%%

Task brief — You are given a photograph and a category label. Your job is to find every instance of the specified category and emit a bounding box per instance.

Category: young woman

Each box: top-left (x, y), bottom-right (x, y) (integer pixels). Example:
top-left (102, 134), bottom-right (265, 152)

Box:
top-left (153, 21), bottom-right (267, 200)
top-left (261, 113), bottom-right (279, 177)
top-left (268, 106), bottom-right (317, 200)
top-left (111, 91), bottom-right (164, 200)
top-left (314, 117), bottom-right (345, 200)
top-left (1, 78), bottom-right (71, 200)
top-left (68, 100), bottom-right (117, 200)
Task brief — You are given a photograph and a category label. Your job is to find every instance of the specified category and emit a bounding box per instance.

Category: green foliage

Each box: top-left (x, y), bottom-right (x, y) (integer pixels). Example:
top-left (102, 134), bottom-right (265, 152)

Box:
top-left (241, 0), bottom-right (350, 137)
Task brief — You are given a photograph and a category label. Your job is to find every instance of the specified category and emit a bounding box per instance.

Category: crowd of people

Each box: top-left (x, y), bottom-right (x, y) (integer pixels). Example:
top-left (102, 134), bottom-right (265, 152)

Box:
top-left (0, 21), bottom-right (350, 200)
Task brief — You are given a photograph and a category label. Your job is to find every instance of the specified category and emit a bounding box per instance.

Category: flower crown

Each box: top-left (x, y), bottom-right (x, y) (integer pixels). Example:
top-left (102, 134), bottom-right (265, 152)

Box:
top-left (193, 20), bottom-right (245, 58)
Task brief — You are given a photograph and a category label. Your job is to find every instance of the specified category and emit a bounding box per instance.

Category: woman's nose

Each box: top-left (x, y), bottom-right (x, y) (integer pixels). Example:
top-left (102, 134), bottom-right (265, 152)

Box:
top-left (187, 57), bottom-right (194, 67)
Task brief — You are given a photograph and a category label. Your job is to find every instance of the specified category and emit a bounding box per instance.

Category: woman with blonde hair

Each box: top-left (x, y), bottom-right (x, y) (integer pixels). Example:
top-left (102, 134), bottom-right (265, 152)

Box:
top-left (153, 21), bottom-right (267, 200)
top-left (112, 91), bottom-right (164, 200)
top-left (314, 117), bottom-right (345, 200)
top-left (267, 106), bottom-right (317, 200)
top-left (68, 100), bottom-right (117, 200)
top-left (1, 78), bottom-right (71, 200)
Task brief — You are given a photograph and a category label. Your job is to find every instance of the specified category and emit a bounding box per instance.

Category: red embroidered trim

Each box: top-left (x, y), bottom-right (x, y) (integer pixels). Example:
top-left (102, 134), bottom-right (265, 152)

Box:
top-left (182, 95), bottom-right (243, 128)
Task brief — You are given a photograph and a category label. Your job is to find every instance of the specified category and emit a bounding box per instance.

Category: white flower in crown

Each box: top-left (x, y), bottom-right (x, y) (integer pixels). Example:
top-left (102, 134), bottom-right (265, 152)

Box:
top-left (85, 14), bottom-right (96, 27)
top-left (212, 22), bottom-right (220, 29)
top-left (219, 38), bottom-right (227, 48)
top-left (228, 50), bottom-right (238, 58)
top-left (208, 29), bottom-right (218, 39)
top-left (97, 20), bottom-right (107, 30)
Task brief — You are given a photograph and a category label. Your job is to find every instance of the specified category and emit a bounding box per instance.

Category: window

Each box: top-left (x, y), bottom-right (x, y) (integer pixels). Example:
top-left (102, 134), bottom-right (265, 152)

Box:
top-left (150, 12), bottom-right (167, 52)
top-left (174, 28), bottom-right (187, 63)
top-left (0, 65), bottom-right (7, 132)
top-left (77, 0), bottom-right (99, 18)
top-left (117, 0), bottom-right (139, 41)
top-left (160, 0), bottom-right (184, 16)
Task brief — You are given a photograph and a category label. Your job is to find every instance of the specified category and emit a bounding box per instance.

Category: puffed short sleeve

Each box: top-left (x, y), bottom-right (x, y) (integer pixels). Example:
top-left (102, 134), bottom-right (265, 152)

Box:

%%

Copy the items again from the start through the line that contains "top-left (0, 21), bottom-right (350, 200)", keeping each item's full wording, and shift every box coordinate in the answers up by 40. Leave the numbers in the item text and its format sample unchanged.

> Result below:
Task brief — You are given a photograph and a category label. Your job is to find every instance of the specified category and emit a bounding box per instance.

Category: young woman

Each box: top-left (x, y), bottom-right (x, y) (integer pixels). Example:
top-left (102, 134), bottom-right (265, 152)

Box:
top-left (193, 61), bottom-right (307, 240)
top-left (301, 153), bottom-right (319, 217)
top-left (308, 146), bottom-right (357, 240)
top-left (151, 131), bottom-right (204, 240)
top-left (354, 157), bottom-right (385, 240)
top-left (41, 118), bottom-right (111, 240)
top-left (108, 140), bottom-right (157, 240)
Task brief — You are given a photograph and a category label. Your job is to find every instance of the specified category and emit a bounding box per instance.

Category: green foliage

Each box: top-left (x, y), bottom-right (x, y) (integer pixels). Example:
top-left (102, 134), bottom-right (265, 152)

Box:
top-left (281, 40), bottom-right (390, 177)
Task brief — You are given a photograph and a category label. Your job is to find every instance of the specified category and emit a bounding box per instance.

Category: crowd of people

Each box: top-left (x, y), bottom-right (x, y) (integer pixels). Example:
top-left (102, 134), bottom-right (265, 152)

Box:
top-left (40, 61), bottom-right (390, 240)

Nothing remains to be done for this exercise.